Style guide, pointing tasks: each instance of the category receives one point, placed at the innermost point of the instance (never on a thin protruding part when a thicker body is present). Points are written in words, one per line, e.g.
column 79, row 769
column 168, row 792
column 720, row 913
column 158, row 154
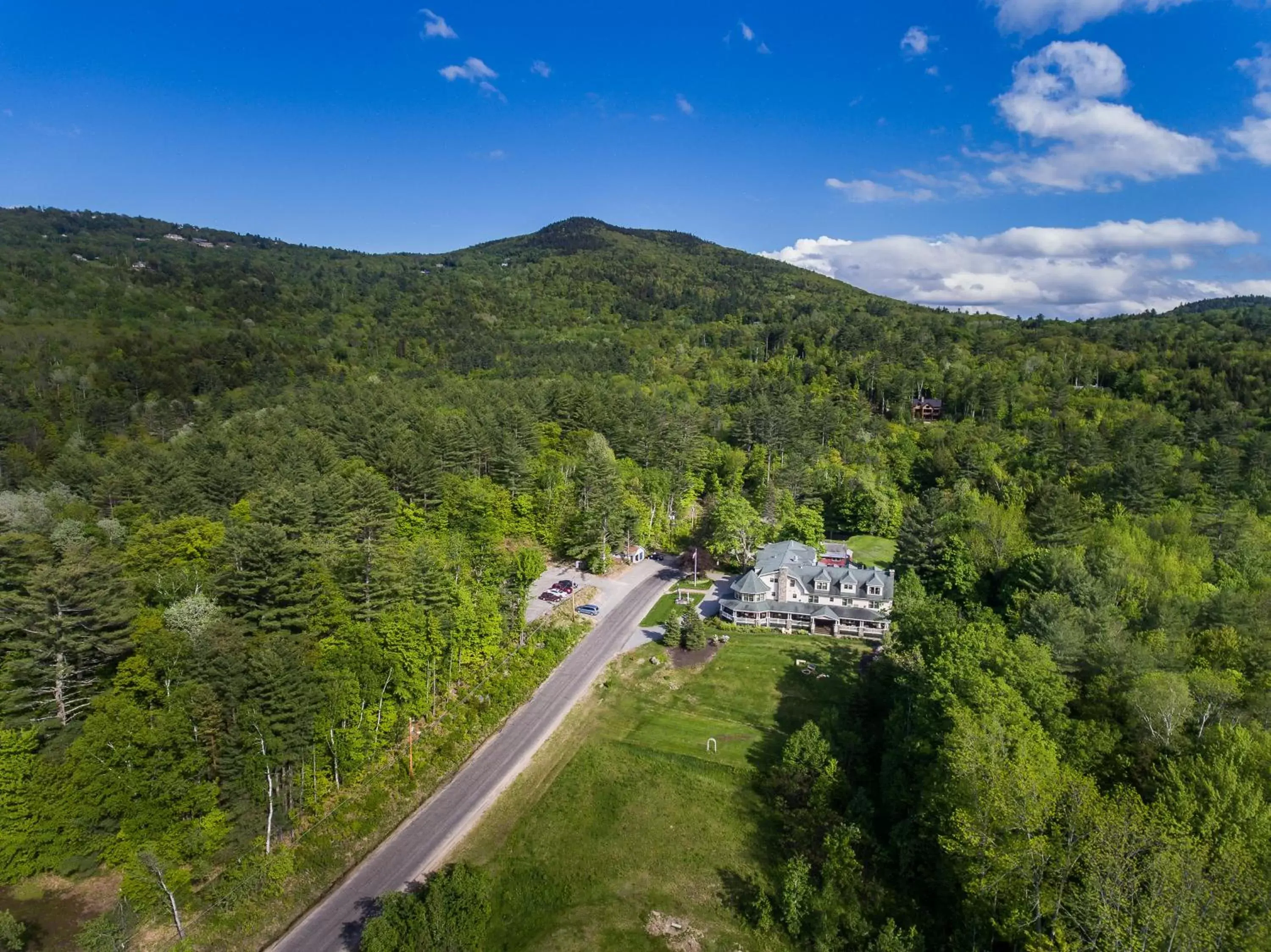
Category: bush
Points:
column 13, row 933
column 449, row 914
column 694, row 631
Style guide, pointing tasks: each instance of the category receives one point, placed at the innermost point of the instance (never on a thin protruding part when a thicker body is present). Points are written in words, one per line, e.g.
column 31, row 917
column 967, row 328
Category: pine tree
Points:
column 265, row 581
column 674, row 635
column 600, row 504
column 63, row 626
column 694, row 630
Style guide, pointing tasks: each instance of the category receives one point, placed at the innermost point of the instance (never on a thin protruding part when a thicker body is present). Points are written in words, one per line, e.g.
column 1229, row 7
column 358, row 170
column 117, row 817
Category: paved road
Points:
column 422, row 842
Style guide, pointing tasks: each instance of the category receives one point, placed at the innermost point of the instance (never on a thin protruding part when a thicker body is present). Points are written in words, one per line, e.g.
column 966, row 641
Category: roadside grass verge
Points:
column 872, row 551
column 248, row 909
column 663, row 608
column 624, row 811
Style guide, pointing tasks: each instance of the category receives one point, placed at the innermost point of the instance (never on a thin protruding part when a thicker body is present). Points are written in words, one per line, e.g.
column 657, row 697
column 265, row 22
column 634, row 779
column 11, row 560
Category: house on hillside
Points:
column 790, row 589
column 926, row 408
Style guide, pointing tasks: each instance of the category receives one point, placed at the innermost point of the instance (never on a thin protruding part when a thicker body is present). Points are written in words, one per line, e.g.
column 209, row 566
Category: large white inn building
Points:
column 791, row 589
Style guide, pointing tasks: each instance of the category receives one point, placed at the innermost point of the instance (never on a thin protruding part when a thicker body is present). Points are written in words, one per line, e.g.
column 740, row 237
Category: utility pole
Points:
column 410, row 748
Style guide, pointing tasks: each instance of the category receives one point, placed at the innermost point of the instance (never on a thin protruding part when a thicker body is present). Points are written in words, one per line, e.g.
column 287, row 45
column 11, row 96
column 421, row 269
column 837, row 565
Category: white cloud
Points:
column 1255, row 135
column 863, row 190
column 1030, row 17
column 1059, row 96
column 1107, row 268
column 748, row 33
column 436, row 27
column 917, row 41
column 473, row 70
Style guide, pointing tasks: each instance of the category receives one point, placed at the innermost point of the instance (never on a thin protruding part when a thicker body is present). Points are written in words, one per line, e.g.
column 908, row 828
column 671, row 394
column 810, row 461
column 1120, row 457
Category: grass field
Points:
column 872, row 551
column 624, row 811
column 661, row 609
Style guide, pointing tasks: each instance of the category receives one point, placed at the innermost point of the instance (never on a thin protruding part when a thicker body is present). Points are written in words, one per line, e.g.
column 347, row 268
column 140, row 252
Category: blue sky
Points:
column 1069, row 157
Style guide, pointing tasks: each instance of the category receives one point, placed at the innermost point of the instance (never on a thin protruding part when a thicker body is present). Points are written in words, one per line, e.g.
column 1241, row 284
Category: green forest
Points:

★ ★ ★ ★ ★

Reproduce all of the material exactly, apart from the pictures.

[SOLUTION TO THIS EXERCISE]
Style guide, pointing tasks: each instance of the category receives one point, placed at the innermost point of the instance (never on a thin protruding part when a thicker body is present). Points are written in words, one per line, e.g.
column 79, row 769
column 168, row 792
column 720, row 913
column 158, row 154
Category: bush
Points:
column 13, row 933
column 449, row 914
column 694, row 631
Style guide, pointing tasks: each instance of the category receives one point, placed at the innermost point of the instance (never on a thin protruding part when a thicker body is present). Points are written in words, one per line, e.g.
column 31, row 917
column 967, row 328
Category: pine tree
Points:
column 265, row 581
column 674, row 635
column 600, row 504
column 63, row 626
column 694, row 630
Style guide, pointing tasks: each instance of the category receives one point, placed at the innermost point of the instance (never on a thin protruding part when a thicker body is present). Points are written in words, one per line, e.g.
column 1229, row 7
column 358, row 170
column 117, row 817
Category: paved road
Points:
column 422, row 842
Style guide, pointing tasks: each instance of the category receives one point, placed at the innermost point of the instance (never on a thin protruding part when a thicker body is present). Points are written in words, one per line, e.g.
column 966, row 641
Category: roadside grass verge
Points:
column 872, row 551
column 248, row 909
column 663, row 608
column 624, row 811
Style guide, pointing tasks: each instance of the category receives one point, placed at the innermost point of the instance (never on a thin protruding part when a thicker body is present). Points are written in words, one per line, e.g.
column 657, row 697
column 265, row 22
column 634, row 779
column 11, row 560
Category: house on hillside
Points:
column 790, row 589
column 926, row 408
Style guide, pointing tasks: each instance of the category receives one point, placed at the innermost point of the instance (never on a thin protruding part when a thicker body is present). Points are written in words, one per line, e.g.
column 209, row 566
Category: large white inn building
Points:
column 791, row 589
Style guide, pointing tasks: each instance of the category receives one point, placed at the innermost point of the instance (never on a thin protruding part when a thicker body is present). Points are written in words, one per line, e.g.
column 740, row 237
Category: utility pole
Points:
column 410, row 748
Style guide, pointing tasks: each instance of the category receives one point, placed at the innermost point of the instance (never on a thin protruding part when a thicker body is present). Points are written in words, one per line, e.g.
column 287, row 45
column 11, row 96
column 421, row 269
column 837, row 565
Category: white cloud
Points:
column 1255, row 135
column 863, row 190
column 1030, row 17
column 1059, row 96
column 1107, row 268
column 748, row 33
column 436, row 27
column 917, row 41
column 473, row 70
Style guide, pointing tasks: each instance of the category receives one point, placed at the innermost point of the instance (never on a thin protruding part when a thicker body is present). Points are written in words, one per line, e.g.
column 908, row 828
column 671, row 394
column 810, row 461
column 1120, row 457
Category: grass field
Points:
column 872, row 551
column 624, row 811
column 661, row 609
Style guide, pointing tasks: each instance of the category receives one point, placed at the innermost point of the instance (never on a thin protruding part when a thicker body is present). Points are written in words, one per line, e.g.
column 347, row 268
column 140, row 252
Category: blue sky
Points:
column 1069, row 157
Style guide, pointing tasks: each instance of the category receives one point, placed at the innermost point of the instance (never on a thin protruding part when a thicker body is present). Points are written in words, one per line, e.g.
column 1241, row 284
Category: green forest
Points:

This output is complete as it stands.